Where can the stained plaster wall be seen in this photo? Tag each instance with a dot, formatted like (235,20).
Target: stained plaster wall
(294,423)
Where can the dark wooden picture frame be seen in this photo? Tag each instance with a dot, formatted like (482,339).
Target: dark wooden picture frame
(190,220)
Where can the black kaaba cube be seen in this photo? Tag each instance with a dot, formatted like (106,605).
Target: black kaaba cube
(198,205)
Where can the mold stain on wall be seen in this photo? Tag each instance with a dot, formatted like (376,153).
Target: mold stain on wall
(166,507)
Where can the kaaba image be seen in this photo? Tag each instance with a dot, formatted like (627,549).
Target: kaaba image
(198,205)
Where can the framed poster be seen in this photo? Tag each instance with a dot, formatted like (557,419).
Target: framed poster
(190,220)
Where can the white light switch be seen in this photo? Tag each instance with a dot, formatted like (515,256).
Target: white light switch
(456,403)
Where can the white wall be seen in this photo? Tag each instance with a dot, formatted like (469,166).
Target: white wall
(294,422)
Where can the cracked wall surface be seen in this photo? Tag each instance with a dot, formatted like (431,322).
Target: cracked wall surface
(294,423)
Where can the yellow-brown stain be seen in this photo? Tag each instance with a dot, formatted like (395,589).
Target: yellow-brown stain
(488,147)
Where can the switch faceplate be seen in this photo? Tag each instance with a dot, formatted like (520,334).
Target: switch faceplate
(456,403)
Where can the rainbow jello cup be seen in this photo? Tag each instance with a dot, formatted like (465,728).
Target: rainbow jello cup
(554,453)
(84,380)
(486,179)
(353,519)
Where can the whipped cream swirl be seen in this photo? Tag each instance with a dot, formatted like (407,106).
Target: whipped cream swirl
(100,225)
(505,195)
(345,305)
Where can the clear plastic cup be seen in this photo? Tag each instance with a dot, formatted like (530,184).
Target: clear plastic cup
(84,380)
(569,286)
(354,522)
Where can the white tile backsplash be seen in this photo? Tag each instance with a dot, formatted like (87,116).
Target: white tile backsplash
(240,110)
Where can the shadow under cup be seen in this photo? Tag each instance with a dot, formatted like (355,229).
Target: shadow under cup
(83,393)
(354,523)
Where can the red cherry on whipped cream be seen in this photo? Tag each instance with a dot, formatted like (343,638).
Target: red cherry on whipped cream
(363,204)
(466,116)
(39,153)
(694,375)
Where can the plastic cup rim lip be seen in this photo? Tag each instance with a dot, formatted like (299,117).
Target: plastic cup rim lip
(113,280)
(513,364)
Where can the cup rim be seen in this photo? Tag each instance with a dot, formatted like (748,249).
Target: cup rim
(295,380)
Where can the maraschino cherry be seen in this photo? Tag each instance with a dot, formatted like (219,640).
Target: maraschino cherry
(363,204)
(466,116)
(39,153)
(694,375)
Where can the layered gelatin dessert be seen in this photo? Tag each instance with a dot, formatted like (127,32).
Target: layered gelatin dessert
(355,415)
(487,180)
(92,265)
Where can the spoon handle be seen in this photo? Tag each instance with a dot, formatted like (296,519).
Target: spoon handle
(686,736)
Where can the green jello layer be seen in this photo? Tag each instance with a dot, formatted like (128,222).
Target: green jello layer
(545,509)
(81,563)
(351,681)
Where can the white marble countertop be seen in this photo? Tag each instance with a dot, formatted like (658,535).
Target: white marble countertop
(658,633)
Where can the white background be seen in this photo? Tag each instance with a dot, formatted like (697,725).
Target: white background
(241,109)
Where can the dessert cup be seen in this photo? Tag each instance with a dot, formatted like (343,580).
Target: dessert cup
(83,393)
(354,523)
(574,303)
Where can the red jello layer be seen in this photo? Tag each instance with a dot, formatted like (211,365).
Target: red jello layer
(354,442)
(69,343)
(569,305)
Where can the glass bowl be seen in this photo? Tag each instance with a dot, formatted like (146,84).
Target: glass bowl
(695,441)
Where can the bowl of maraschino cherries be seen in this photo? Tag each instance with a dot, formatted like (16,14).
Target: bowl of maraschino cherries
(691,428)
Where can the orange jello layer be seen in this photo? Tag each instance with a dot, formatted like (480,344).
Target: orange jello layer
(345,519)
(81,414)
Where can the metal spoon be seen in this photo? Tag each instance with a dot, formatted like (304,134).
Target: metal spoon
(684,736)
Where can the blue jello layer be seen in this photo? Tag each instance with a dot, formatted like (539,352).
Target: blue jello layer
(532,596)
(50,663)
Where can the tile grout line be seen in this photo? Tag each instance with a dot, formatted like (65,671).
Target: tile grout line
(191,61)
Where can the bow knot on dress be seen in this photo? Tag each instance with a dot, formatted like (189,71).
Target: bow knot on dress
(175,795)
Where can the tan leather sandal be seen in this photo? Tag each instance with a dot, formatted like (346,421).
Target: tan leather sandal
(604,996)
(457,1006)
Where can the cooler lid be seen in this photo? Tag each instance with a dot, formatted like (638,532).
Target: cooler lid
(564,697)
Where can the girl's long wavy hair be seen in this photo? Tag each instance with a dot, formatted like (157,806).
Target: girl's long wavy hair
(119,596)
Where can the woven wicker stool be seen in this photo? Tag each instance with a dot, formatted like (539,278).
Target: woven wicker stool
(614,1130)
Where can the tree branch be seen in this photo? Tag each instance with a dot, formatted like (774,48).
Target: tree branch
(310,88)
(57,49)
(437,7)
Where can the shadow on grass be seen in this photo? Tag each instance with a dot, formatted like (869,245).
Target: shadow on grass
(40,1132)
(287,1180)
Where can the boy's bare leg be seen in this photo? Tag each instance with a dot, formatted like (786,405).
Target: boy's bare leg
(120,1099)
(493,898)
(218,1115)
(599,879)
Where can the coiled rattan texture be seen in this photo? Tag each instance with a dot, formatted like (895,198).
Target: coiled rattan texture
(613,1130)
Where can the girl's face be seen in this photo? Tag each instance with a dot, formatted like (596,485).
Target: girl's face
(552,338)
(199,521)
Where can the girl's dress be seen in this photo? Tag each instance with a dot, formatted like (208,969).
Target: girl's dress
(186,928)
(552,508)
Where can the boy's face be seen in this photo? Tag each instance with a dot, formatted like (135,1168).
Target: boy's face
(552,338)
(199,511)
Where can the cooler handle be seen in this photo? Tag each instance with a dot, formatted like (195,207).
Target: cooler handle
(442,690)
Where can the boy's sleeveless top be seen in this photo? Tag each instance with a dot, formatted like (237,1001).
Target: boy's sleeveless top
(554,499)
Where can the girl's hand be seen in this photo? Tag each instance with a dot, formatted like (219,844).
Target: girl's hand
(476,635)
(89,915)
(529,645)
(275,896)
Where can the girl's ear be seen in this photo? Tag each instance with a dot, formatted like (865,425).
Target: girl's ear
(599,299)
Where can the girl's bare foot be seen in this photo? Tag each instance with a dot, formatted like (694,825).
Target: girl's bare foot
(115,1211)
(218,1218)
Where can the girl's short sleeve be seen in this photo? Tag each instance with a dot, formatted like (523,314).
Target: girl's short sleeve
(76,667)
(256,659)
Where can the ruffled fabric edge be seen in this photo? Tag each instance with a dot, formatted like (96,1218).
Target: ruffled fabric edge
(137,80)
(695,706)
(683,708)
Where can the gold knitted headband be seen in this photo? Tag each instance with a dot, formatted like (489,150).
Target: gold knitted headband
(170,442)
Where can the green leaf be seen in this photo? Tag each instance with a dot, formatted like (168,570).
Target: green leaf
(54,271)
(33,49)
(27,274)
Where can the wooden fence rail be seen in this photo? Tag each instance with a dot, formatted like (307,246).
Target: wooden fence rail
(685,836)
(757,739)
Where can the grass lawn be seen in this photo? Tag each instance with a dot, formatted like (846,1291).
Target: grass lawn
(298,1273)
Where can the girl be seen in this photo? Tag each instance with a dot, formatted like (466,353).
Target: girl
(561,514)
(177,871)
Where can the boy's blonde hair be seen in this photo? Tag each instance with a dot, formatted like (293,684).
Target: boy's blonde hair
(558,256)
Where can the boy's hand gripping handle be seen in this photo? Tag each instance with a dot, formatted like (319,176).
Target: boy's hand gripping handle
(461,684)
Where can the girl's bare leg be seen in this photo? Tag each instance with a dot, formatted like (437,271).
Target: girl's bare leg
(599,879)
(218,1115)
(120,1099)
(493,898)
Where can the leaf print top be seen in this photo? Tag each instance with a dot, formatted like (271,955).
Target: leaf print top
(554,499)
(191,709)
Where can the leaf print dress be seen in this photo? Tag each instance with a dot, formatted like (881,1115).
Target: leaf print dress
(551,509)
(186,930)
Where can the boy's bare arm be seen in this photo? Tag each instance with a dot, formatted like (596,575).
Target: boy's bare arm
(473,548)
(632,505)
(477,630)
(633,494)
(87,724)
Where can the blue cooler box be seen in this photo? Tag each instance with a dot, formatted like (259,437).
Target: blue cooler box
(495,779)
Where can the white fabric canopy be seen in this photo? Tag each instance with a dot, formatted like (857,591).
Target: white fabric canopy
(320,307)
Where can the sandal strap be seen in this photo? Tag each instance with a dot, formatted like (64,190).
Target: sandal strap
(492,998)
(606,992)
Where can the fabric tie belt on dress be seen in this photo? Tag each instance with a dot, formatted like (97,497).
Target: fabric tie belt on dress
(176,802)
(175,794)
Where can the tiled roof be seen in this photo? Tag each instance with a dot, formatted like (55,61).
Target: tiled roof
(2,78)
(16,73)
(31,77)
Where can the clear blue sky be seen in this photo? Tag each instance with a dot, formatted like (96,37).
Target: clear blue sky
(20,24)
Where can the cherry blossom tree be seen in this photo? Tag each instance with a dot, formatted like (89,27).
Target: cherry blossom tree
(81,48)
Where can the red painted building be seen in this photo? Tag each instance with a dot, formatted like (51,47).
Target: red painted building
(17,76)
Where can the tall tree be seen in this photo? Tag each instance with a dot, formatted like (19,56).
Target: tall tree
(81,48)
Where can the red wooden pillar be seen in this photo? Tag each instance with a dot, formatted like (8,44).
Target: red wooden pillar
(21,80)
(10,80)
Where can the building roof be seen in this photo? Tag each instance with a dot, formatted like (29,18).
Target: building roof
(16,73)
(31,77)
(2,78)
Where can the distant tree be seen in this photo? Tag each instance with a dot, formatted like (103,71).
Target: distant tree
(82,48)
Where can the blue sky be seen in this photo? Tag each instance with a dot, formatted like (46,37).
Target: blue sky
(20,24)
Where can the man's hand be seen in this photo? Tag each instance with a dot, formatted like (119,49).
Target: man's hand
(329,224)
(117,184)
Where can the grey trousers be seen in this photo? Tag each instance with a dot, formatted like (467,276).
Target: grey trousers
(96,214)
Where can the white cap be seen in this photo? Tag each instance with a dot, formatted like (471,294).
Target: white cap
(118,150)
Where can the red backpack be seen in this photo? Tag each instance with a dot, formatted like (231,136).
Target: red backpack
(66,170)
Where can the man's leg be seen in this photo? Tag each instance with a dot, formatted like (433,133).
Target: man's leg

#### [TASK TO COMPLETE]
For this exercise, please retype exactly the lines in the listing from the line with "Where can the red wooden" through its last line, both ends included.

#### [COMPLETE ANSWER]
Where can the red wooden pillar be seen in this photo? Tag each instance with a dot, formatted like (8,44).
Target: red wooden pillar
(21,80)
(10,80)
Where can the building roof be seen in this photo? Tag each instance with a dot, formatted like (29,18).
Target: building roof
(16,73)
(31,77)
(2,78)
Where can the distant tree be seen in this photo? Tag each instance with a dot, formatted like (103,71).
Target: distant tree
(82,48)
Where can the blue sky be seen in this photo? Tag each instance with a dot, formatted like (46,37).
Target: blue sky
(20,24)
Where can the man's hand be seen in this photo? Tag each instance with a dot, formatted like (119,49).
Target: man's hand
(329,224)
(117,184)
Where can the grey trousers be seen in this photo? Tag each instance with a dot, formatted like (467,276).
Target: grey trousers
(96,214)
Where can the white cap be seen in this photo? Tag each instance with a dot, formatted like (471,294).
Target: white cap
(118,150)
Where can the red backpack be seen in this photo? Tag each instance with a dot, formatted like (231,136).
Target: red backpack
(66,170)
Where can the man's leg be seen in this photo? Tag each instance with a dot, formatted like (433,133).
Target: man's leg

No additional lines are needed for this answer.